(Text segment)
Terry Johnson's delicious farcical three-way involving Sigmund Freud, Salvador Dali and the dysfunctional daughter of an abused mother is not only unusually funny, but tenaciously unusual… Antony Sher, hilariously weighing each line with the laboured intensity of a man charging much more than a penny for his thoughts, is a haunted, hunted Freud… Schiller is a joy to watch… And Wilson skilfully treads a fine line between vulnerable patient and avenging harpy in her Freudian slip… this is the ultimate farce as a dream play, and Sher's compelling, distraught protagonist, wild-eyed, bearded and heavily accented, is his own worst nightmare. Great stuff.

(Set of tasks)
**1)** Answer these questions using the theater review excerpt:
(a) Who wrote the farce under review?
(b) Which actor plays Freud?
(c) Which performer is said to tread a fine line between vulnerable patient and avenging harpy?
**2)** From the theater review excerpt, write out the passage that opens with the words containing "Terry Johnson's delicious" and closes with "nightmare. Great stuff.".
**3)** Translate this sentence from the theater review excerpt into Spanish: "this is the ultimate farce as a dream play, and Sher's compelling, distraught protagonist, wild-eyed, bearded and heavily accented, is his own worst nightmare."

(Stored dataset items)
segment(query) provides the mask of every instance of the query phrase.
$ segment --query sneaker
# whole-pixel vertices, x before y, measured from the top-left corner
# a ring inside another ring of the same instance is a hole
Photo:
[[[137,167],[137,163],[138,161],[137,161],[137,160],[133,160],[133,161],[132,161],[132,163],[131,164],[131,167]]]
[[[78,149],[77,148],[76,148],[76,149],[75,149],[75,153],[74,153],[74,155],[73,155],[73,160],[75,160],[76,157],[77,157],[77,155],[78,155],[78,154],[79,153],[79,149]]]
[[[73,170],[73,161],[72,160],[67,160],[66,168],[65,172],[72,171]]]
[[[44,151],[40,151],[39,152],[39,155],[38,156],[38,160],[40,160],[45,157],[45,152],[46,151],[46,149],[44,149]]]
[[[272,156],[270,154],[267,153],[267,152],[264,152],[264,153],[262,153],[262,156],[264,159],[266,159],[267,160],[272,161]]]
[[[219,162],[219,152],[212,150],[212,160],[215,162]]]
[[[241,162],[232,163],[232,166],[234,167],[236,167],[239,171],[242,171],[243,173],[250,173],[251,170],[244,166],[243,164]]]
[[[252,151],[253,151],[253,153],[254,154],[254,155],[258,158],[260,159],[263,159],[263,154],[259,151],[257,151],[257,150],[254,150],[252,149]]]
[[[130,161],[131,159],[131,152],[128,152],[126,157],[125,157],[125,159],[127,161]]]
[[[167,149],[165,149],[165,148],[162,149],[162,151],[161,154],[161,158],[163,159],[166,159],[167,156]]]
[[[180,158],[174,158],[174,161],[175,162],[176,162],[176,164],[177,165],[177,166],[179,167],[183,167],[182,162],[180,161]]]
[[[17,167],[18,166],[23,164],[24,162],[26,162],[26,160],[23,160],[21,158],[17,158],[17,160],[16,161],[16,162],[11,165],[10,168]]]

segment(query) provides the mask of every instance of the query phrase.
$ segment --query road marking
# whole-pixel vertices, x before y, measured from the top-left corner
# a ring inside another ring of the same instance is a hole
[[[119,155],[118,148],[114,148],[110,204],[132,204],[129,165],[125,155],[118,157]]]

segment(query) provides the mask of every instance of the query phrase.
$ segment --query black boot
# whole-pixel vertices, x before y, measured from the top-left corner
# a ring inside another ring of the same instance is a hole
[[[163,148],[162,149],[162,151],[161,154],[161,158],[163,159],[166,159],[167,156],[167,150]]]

(Task solutions)
**1)**
(a) Terry Johnson
(b) Antony Sher
(c) Wilson

**2)**
Terry Johnson's delicious farcical three-way involving Sigmund Freud, Salvador Dali and the dysfunctional daughter of an abused mother is not only unusually funny, but tenaciously unusual… Antony Sher, hilariously weighing each line with the laboured intensity of a man charging much more than a penny for his thoughts, is a haunted, hunted Freud… Schiller is a joy to watch… And Wilson skilfully treads a fine line between vulnerable patient and avenging harpy in her Freudian slip… this is the ultimate farce as a dream play, and Sher's compelling, distraught protagonist, wild-eyed, bearded and heavily accented, is his own worst nightmare. Great stuff.

**3)** esta es la farsa definitiva como obra onírica, y el protagonista convincente y angustiado de Sher, de mirada desorbitada, barbudo y con un fuerte acento, es su propia peor pesadilla.